一関城跡・高崎城跡・釣山公園は、一関市釣山にある名所旧跡です。当地釣山(篠見山・御館山)は丘陵で近隣を見通せることから、軍事上の要塞として利用され、古くは坂上田村麻呂が高崎城と称し、源頼義・義家は篠見山と称して布陣、戦国時代には葛西氏の家臣小野寺道照が居城していたといいます。江戸時代に入り仙台藩が、坂上田村麻呂の子孫にあたる田村家の名跡を再興する形で一関藩を立藩、城は築かず麓に陣屋を置いていたといいます。明治維新後には釣山公園として整備され、城柵の遺構なども調査されています。

一関城跡・高崎城跡・釣山公園
一関城跡・高崎城跡・釣山公園の概要
名称 一関城跡・高崎城跡・釣山公園(岩手公園)
みどころ -
区分 国指定史跡
住所 一関市釣山1
備考 -



一関城跡・高崎城跡・釣山公園の由緒

当地釣山(篠見山・御館山)は丘陵で近隣を見通せることから、軍事上の要塞として利用され、古くは坂上田村麻呂が高崎城と称し、源頼義・義家は篠見山と称して布陣、戦国時代には葛西氏の家臣小野寺道照が居城していたといいます。江戸時代に入り仙台藩が、坂上田村麻呂の子孫にあたる田村家の名跡を再興する形で一関藩を立藩、城は築かず麓に陣屋を置いていたといいます。明治維新後には釣山公園として整備され、城柵の遺構なども調査されています。

境内掲示による釣山公園の由緒

釣山公園の歴史
ここ釣山は大自然の営みから生まれた丘陵で、古くから道行く人々の目印でした。
一関藩校初代学頭の関元龍の著した「関邑略史」によると、釣山は古代から軍事上の要塞であり、高崎城とも篠見山とも呼ばれています。
〇征夷大将軍 坂上田村麻呂の陣地(大同年中)
〇安倍貞任弟 磐井五郎家任の砦(天喜年中)
〇源頼義、義家親子の篠見山の陣地(康平年中)
〇葛西氏家臣 小野寺道照の居城(天正年中)
以上が中世まで釣山に関わった人物と伝わり、葛西氏の滅亡に伴い伊達氏の支配となり、一関城に伊達政宗の叔父・伊達(留守)政景が移ってきました。
江戸時代にあって、仙台藩のうち三万石が文封され、「一関藩」がうまれ、最初の藩主は伊達政宗の十男の伊達兵部宗勝でしたが、伊達騒動(寛文事件)で土佐に配流になり、一時仙台藩領に戻りました。
その後、天和二年(一六八二)岩沼から伊達家分家の田村建顕公が一関藩主として移封され、以後明治維新に至るまで十一代の歴代藩主が治めました。田村氏の居城は現在裁判所のある城内で、一関城下絵図にも範囲が描かれています。釣山は田村氏の居館を見下ろす高所に位置するので、誰彼と入れる場所ではありませんでした。
一関藩となってからの釣山は、その山中に、山王社、稲荷社、松樹堂(孔子の聖廟)が勧請され、藩主自らが祭祀を行っておりました。今では井戸や稲荷社が残り、近代に偉業を成した人々の顕彰碑や田村家累代の事蹟の紹介碑もあり、桜の名所としても整備されています。
____________
▶ **課題**
本文によれば、天和二年(一六八二)に岩沼から一関藩主として移封されたのは誰ですか。 記録は本文とは別の出典に由来するものです。
____________
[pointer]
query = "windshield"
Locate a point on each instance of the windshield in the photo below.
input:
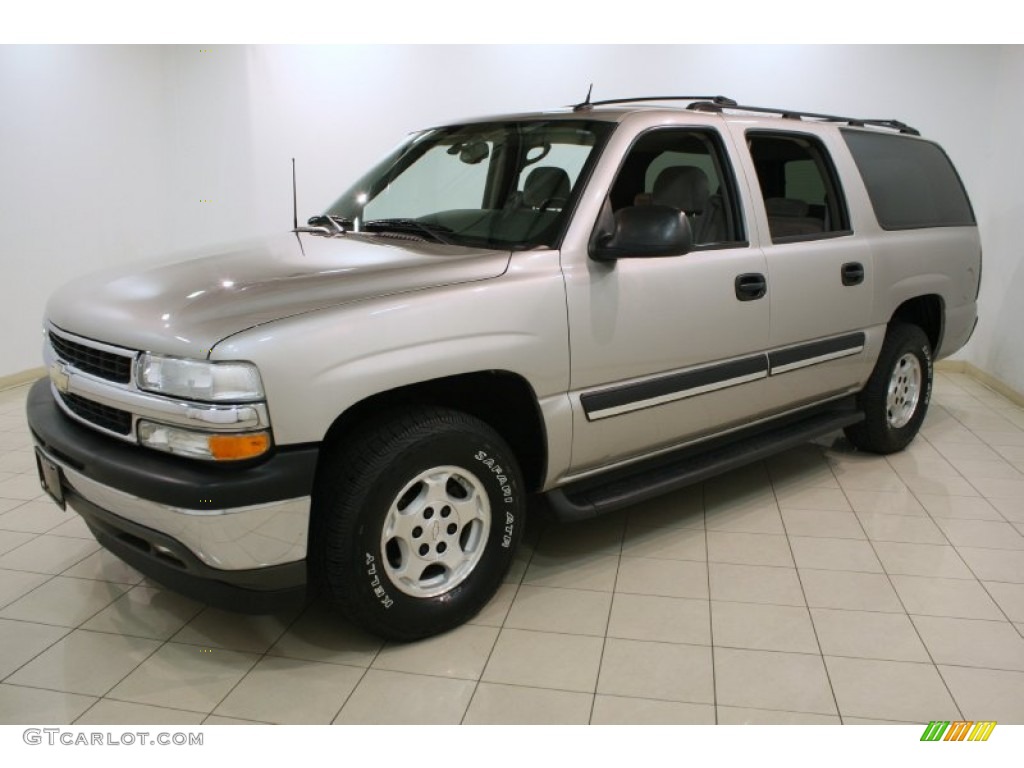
(507, 185)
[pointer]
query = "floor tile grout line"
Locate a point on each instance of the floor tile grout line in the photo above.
(803, 591)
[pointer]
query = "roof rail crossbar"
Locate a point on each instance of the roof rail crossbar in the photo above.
(714, 105)
(719, 100)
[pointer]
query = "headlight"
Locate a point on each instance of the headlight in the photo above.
(213, 445)
(200, 380)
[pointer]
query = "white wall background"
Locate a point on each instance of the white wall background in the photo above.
(107, 153)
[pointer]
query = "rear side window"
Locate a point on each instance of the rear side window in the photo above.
(802, 196)
(911, 183)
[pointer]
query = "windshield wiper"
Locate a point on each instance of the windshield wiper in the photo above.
(432, 231)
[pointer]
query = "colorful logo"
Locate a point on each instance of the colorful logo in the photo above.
(961, 730)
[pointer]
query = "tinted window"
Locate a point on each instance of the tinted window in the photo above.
(911, 182)
(684, 169)
(801, 193)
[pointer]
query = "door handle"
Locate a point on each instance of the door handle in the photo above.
(853, 273)
(751, 286)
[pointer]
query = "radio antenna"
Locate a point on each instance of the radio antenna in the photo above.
(295, 200)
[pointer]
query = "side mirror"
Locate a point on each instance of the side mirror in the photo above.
(643, 231)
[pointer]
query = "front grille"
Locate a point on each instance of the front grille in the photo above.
(96, 361)
(102, 416)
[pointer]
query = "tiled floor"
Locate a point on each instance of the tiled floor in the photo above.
(820, 587)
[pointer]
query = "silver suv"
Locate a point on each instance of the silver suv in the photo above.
(600, 304)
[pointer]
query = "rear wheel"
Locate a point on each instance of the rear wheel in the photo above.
(895, 398)
(417, 521)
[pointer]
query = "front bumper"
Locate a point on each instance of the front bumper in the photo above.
(233, 536)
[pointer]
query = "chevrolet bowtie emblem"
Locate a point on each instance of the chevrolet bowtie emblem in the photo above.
(59, 377)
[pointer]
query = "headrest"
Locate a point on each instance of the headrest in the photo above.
(682, 186)
(785, 207)
(544, 184)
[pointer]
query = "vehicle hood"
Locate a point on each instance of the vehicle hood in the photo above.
(184, 307)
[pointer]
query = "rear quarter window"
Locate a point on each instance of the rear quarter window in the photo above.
(910, 181)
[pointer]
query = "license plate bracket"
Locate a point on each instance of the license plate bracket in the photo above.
(51, 478)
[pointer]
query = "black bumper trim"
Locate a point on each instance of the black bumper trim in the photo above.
(166, 479)
(269, 590)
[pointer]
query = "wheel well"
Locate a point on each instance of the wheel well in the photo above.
(926, 312)
(502, 399)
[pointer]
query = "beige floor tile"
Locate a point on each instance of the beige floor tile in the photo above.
(849, 591)
(1010, 598)
(145, 611)
(15, 584)
(627, 711)
(461, 652)
(670, 620)
(810, 522)
(545, 659)
(755, 584)
(890, 690)
(107, 712)
(749, 549)
(821, 500)
(321, 635)
(11, 540)
(600, 536)
(664, 671)
(497, 609)
(886, 502)
(33, 706)
(835, 554)
(581, 571)
(987, 534)
(514, 705)
(184, 677)
(23, 641)
(763, 627)
(666, 543)
(64, 601)
(757, 514)
(994, 565)
(945, 597)
(745, 716)
(969, 642)
(987, 694)
(900, 528)
(35, 517)
(221, 629)
(397, 698)
(553, 609)
(104, 566)
(769, 680)
(682, 508)
(645, 576)
(87, 663)
(291, 691)
(48, 554)
(960, 507)
(922, 559)
(867, 635)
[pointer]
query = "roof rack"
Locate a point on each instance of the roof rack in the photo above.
(717, 105)
(713, 100)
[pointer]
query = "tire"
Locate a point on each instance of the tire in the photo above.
____________
▶ **作業結果**
伊達家分家の田村建顕公です。